- [YOUR TASK]:
Can you rewrite the lines of every entry below as a single numbered list, leaving out the blank lines?

- [Labeled region entries]:
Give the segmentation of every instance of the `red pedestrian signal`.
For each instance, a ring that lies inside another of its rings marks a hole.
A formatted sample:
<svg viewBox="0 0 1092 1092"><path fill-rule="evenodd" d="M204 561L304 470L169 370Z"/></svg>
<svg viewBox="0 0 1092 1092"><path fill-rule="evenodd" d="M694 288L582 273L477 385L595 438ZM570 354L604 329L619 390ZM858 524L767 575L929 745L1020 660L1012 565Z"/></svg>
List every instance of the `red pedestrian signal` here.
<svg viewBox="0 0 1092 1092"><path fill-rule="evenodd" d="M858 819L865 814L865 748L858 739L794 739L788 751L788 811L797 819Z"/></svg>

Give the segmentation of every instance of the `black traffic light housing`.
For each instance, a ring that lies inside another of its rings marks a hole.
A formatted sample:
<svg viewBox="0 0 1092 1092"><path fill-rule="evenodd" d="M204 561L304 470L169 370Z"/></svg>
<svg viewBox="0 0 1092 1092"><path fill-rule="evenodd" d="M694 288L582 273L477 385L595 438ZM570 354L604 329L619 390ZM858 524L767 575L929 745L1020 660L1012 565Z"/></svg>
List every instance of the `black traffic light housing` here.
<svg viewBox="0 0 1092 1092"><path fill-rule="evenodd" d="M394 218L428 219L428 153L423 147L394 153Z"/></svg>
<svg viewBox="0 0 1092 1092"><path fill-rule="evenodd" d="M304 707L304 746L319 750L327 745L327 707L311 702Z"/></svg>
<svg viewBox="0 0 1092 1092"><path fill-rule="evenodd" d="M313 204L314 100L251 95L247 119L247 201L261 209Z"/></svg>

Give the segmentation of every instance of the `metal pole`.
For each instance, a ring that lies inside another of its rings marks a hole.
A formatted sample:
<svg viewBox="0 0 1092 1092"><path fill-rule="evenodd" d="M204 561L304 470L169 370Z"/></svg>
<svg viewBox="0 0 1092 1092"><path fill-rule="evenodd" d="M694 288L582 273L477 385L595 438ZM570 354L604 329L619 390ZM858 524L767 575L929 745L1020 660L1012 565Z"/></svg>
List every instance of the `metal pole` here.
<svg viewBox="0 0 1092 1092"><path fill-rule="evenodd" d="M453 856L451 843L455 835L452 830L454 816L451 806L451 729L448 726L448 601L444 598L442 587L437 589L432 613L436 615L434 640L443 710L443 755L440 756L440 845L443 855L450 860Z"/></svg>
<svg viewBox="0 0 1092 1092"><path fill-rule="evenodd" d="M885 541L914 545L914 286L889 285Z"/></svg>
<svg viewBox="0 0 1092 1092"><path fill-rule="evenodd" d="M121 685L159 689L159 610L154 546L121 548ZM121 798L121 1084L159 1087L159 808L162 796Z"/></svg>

- [FULL RESPONSE]:
1. Give the segmentation of every instance of the `red pedestrian signal`.
2. For each instance, a ring that lies inside another of its rings marks a hole.
3. A formatted sample:
4. <svg viewBox="0 0 1092 1092"><path fill-rule="evenodd" d="M204 561L304 470L169 370Z"/></svg>
5. <svg viewBox="0 0 1092 1092"><path fill-rule="evenodd" d="M694 288L582 273L477 385L595 438ZM570 354L604 329L619 390ZM858 524L767 575L929 745L1020 660L1012 565Z"/></svg>
6. List every instance of the `red pedestrian signal` here.
7. <svg viewBox="0 0 1092 1092"><path fill-rule="evenodd" d="M858 819L865 814L865 748L858 739L794 739L788 751L788 811L797 819Z"/></svg>
8. Give the segmentation of every instance of the `black traffic light housing`.
9. For each instance, a ring that lies inside another of its rings marks a hole.
10. A formatted sample:
11. <svg viewBox="0 0 1092 1092"><path fill-rule="evenodd" d="M204 561L304 470L169 370Z"/></svg>
12. <svg viewBox="0 0 1092 1092"><path fill-rule="evenodd" d="M694 288L582 273L477 385L595 438ZM570 354L604 329L619 390ZM858 524L767 575L929 745L1020 660L1012 565Z"/></svg>
13. List every instance of the `black traffic light housing` here.
14. <svg viewBox="0 0 1092 1092"><path fill-rule="evenodd" d="M394 218L428 219L428 153L423 147L394 153Z"/></svg>
15. <svg viewBox="0 0 1092 1092"><path fill-rule="evenodd" d="M304 707L304 746L319 750L327 745L327 707L311 702Z"/></svg>
16. <svg viewBox="0 0 1092 1092"><path fill-rule="evenodd" d="M313 204L314 100L251 95L247 119L247 201L261 209Z"/></svg>
17. Give the segmentation of every instance of the `metal pole`.
18. For each instance, a ring that lies inside another of its rings marks a hole.
19. A formatted sample:
20. <svg viewBox="0 0 1092 1092"><path fill-rule="evenodd" d="M204 561L304 470L169 370Z"/></svg>
21. <svg viewBox="0 0 1092 1092"><path fill-rule="evenodd" d="M694 288L582 273L477 385L595 438ZM570 354L604 329L619 390ZM858 524L767 575L929 745L1020 660L1012 565Z"/></svg>
22. List every instance of the `metal pole` here.
23. <svg viewBox="0 0 1092 1092"><path fill-rule="evenodd" d="M453 856L451 843L455 835L452 830L454 816L451 806L451 729L448 726L448 601L444 598L442 587L437 589L432 613L436 615L434 640L443 710L443 755L440 756L440 845L443 855L450 860Z"/></svg>
24. <svg viewBox="0 0 1092 1092"><path fill-rule="evenodd" d="M885 541L914 545L914 286L889 285Z"/></svg>
25. <svg viewBox="0 0 1092 1092"><path fill-rule="evenodd" d="M121 685L159 689L159 610L154 546L121 548ZM121 798L121 1084L159 1087L159 808L162 796Z"/></svg>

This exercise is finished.